This chapter will be focussed on the cognitive properties of reputation favouring its transmission. We propose a definition of reputation as socially transmitted (meta-) beliefs (i.e., beliefs about beliefs) concerning properties of agents, namely their attitudes towards some socially desirable behaviour, be it cooperation, reciprocity, or norm-compliance. Such a definition led us to put forward the hypothesis that reputation plays a crucial role in the evolution of these behaviours: reputation transmission allows socially desirable behaviour to emerge and persist even with low probability of repeated interaction. This role of reputation depends on the extent to which agents are likely to transmit it to one another. In this perspective, we are indebted to contributions from the memetic theory (for a definition of a meme, see Dawkins, 1976; Blackmore, 1999; for a recent collection of contributions on memes and memetics, see Aunger, 2000), especially in its current computational version (see Best and Edmonds, 2001).

Indeed, the cognitive properties of reputation and in particular the reasons why reputation is harboured in the mind help predict its transmissibility (Dawkins, 1976). In turn, transmissibility of reputation bears important consequences for the role of reputation with regard to socially desirable behaviour. This suggestion is supported by findings from several computer simulation studies on norm-abiding behaviour conducted in the last years within our research group. More generally, as will be argued at the end of this chapter, the view of reputation presented here may contribute to the still debated (see the discussion in Nature: Roberts & Sherratt, 2002) problem of reciprocal altruism theory in settings with low probability of repeated interaction.

The chapter is organised as follows. In the next subsection, we will situate the research on reputation in the broader context of the reciprocal interaction of culture and behaviour. Thereafter, the main current views and hypotheses about reputation will be presented and discussed, and found only partially consistent with current experience and observation. Next, our view of a cognitive model of reputation as a socially spreading meta-belief will be presented, and hypotheses about reputation transmissibility will be formulated. Findings from simulation studies about the role of reputation with regard to a special type of socially desirable behaviour, i.e. norm-compliance, will be shown to be consistent with the model provided before and confirm the emphasis laid on reputation transmission. In the following section, speculative hypotheses concerning the utility of the present approach for the theory of reciprocal altruism will be discussed at some length. Finally, a summary and ideas for future studies will be sketched out.

MATERIAL PROVIDED:

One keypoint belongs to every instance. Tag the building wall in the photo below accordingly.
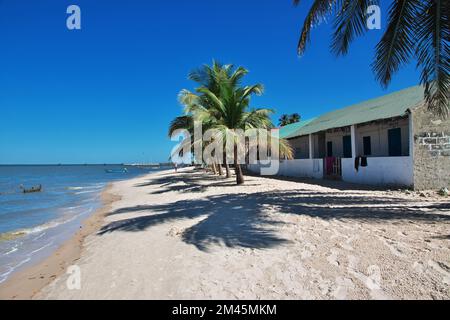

TASK LIST:
a - In the chapter introduction on reputation, translate the sentence "This role of reputation depends on the extent to which agents are likely to transmit it to one another." into Spanish.
b - Rewrite the paragraph of the reputation chapter introduction that begins "The chapter is organised as follows" as a bulleted list, keeping its main facts.

WRITTEN RESPONSES:
a - Este papel de la reputación depende de la medida en que los agentes sean propensos a transmitírsela unos a otros.

b -
- The next subsection places research on reputation in the broader context of the reciprocal interaction of culture and behavior.
- The main current views and hypotheses about reputation are then presented and discussed, and found only partially consistent with current experience and observation.
- A cognitive model of reputation as a socially spreading meta-belief is presented, and hypotheses about reputation transmissibility are formulated.
- Simulation findings on reputation's role in norm-compliance are shown to be consistent with the model and to confirm its emphasis on reputation transmission.
- The following section discusses at some length speculative hypotheses about the usefulness of the approach for the theory of reciprocal altruism.
- The chapter closes with a summary and ideas for future studies.